Stated problem: Count the lines in the listing below that contain the string "collar", matching case exactly, and reply with the number alone.

Extracted entries:
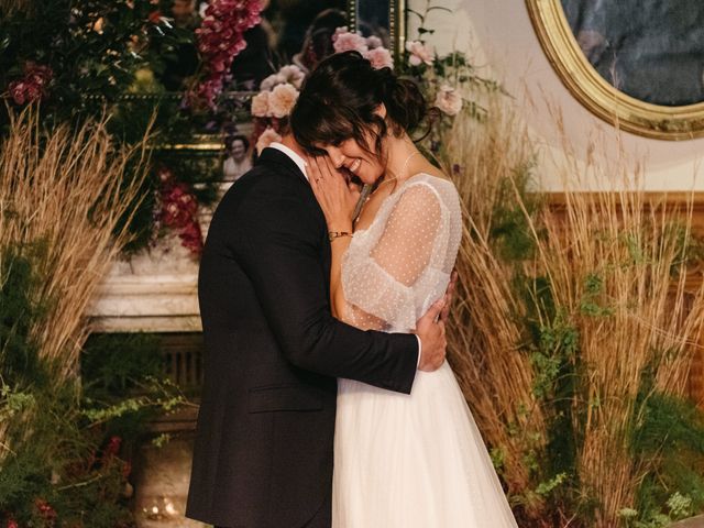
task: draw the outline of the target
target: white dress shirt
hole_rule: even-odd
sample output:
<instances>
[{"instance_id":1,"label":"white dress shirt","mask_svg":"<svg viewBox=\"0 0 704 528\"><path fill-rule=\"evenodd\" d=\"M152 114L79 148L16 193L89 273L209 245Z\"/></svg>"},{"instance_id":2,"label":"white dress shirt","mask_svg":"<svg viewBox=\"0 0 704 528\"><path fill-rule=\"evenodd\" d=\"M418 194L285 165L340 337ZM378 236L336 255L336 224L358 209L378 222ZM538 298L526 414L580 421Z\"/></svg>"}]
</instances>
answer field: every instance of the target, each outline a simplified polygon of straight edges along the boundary
<instances>
[{"instance_id":1,"label":"white dress shirt","mask_svg":"<svg viewBox=\"0 0 704 528\"><path fill-rule=\"evenodd\" d=\"M296 151L294 151L293 148L289 148L283 143L278 143L277 141L270 143L268 146L271 148L276 148L277 151L283 152L288 157L290 157L293 162L298 166L300 172L304 173L304 176L306 176L306 179L308 179L308 173L306 172L306 167L308 166L308 164L302 157L300 157L300 155ZM420 364L420 354L422 353L422 342L420 341L420 338L418 337L418 334L416 334L416 339L418 340L418 361L416 362L416 366L418 366Z\"/></svg>"}]
</instances>

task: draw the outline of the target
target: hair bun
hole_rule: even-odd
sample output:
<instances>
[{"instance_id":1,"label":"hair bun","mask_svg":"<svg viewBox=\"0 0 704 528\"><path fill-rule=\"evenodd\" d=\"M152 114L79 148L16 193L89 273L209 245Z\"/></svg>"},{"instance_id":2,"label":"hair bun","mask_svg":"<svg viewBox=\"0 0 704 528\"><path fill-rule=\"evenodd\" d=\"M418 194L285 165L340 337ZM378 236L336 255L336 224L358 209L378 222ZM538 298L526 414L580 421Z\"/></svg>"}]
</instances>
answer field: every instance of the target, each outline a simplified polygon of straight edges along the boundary
<instances>
[{"instance_id":1,"label":"hair bun","mask_svg":"<svg viewBox=\"0 0 704 528\"><path fill-rule=\"evenodd\" d=\"M426 98L416 81L396 77L391 68L380 72L383 70L387 70L383 78L386 112L392 121L413 132L428 111Z\"/></svg>"}]
</instances>

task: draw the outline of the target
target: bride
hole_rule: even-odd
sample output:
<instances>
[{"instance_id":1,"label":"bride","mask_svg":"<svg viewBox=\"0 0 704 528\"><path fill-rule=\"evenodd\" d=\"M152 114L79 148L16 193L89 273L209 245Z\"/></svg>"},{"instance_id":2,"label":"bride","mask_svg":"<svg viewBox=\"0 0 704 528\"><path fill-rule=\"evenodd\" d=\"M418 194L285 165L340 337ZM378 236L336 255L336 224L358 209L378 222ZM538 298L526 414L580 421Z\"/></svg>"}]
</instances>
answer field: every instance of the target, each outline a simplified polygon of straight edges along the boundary
<instances>
[{"instance_id":1,"label":"bride","mask_svg":"<svg viewBox=\"0 0 704 528\"><path fill-rule=\"evenodd\" d=\"M362 329L407 332L450 279L458 193L406 131L424 118L418 88L356 52L332 55L292 112L332 251L333 314ZM356 177L374 190L359 219ZM516 527L452 370L418 372L410 395L340 380L336 528Z\"/></svg>"}]
</instances>

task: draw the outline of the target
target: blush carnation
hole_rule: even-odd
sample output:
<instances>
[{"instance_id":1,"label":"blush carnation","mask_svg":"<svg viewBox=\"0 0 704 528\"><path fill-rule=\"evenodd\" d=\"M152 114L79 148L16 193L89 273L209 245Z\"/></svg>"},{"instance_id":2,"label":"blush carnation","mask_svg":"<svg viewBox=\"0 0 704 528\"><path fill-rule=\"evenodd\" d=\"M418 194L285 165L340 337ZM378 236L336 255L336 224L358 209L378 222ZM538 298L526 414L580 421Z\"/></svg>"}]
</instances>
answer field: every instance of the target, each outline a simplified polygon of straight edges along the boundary
<instances>
[{"instance_id":1,"label":"blush carnation","mask_svg":"<svg viewBox=\"0 0 704 528\"><path fill-rule=\"evenodd\" d=\"M332 35L332 47L337 53L356 51L364 55L369 47L366 45L366 38L358 33L350 33L349 31L340 31L342 28L338 28L336 34ZM346 28L344 28L346 30Z\"/></svg>"},{"instance_id":2,"label":"blush carnation","mask_svg":"<svg viewBox=\"0 0 704 528\"><path fill-rule=\"evenodd\" d=\"M457 116L462 110L462 96L450 85L442 85L436 97L436 107L448 116Z\"/></svg>"},{"instance_id":3,"label":"blush carnation","mask_svg":"<svg viewBox=\"0 0 704 528\"><path fill-rule=\"evenodd\" d=\"M384 43L382 42L382 40L376 36L376 35L371 35L366 37L366 46L370 50L375 50L377 47L382 47L384 45Z\"/></svg>"},{"instance_id":4,"label":"blush carnation","mask_svg":"<svg viewBox=\"0 0 704 528\"><path fill-rule=\"evenodd\" d=\"M393 68L394 59L392 54L385 47L375 47L364 54L364 57L372 63L374 69Z\"/></svg>"},{"instance_id":5,"label":"blush carnation","mask_svg":"<svg viewBox=\"0 0 704 528\"><path fill-rule=\"evenodd\" d=\"M298 90L293 85L278 85L268 96L268 110L275 118L285 118L294 109L297 99Z\"/></svg>"},{"instance_id":6,"label":"blush carnation","mask_svg":"<svg viewBox=\"0 0 704 528\"><path fill-rule=\"evenodd\" d=\"M261 91L252 98L252 116L255 118L266 118L268 111L268 91Z\"/></svg>"}]
</instances>

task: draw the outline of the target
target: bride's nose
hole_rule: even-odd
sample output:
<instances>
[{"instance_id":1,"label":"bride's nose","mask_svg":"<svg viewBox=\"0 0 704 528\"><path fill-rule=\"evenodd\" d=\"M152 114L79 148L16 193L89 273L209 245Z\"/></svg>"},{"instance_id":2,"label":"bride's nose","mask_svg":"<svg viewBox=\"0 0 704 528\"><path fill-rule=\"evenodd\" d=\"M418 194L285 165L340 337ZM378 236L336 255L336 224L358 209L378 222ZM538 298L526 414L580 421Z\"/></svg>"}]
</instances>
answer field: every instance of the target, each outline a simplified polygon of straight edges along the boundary
<instances>
[{"instance_id":1,"label":"bride's nose","mask_svg":"<svg viewBox=\"0 0 704 528\"><path fill-rule=\"evenodd\" d=\"M334 168L342 167L346 158L344 157L344 154L340 152L340 148L338 148L337 146L329 146L327 151L328 151L328 156L330 156L330 161L334 165Z\"/></svg>"}]
</instances>

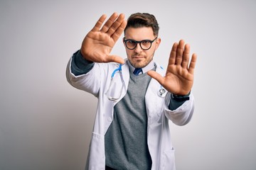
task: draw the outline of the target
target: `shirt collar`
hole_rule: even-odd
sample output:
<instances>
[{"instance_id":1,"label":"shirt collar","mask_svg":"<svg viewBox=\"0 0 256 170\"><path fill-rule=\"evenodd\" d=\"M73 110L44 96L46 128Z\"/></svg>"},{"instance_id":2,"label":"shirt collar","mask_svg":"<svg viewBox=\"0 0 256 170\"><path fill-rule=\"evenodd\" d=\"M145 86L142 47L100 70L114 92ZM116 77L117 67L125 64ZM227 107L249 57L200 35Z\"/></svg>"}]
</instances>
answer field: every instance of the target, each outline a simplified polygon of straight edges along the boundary
<instances>
[{"instance_id":1,"label":"shirt collar","mask_svg":"<svg viewBox=\"0 0 256 170\"><path fill-rule=\"evenodd\" d=\"M128 65L129 67L130 68L130 70L132 71L132 72L133 72L135 69L135 68L131 64L131 63L128 61ZM146 73L148 71L152 69L154 67L154 62L153 60L151 60L146 67L142 68L142 72L143 73Z\"/></svg>"}]
</instances>

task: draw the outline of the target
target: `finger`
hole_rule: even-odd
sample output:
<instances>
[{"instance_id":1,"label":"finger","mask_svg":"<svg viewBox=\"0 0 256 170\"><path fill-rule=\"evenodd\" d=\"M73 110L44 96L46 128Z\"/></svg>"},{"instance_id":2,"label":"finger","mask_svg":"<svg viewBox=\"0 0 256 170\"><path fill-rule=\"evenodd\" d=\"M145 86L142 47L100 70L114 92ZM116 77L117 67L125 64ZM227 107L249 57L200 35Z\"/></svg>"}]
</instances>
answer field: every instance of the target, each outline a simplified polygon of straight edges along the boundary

Answer: 3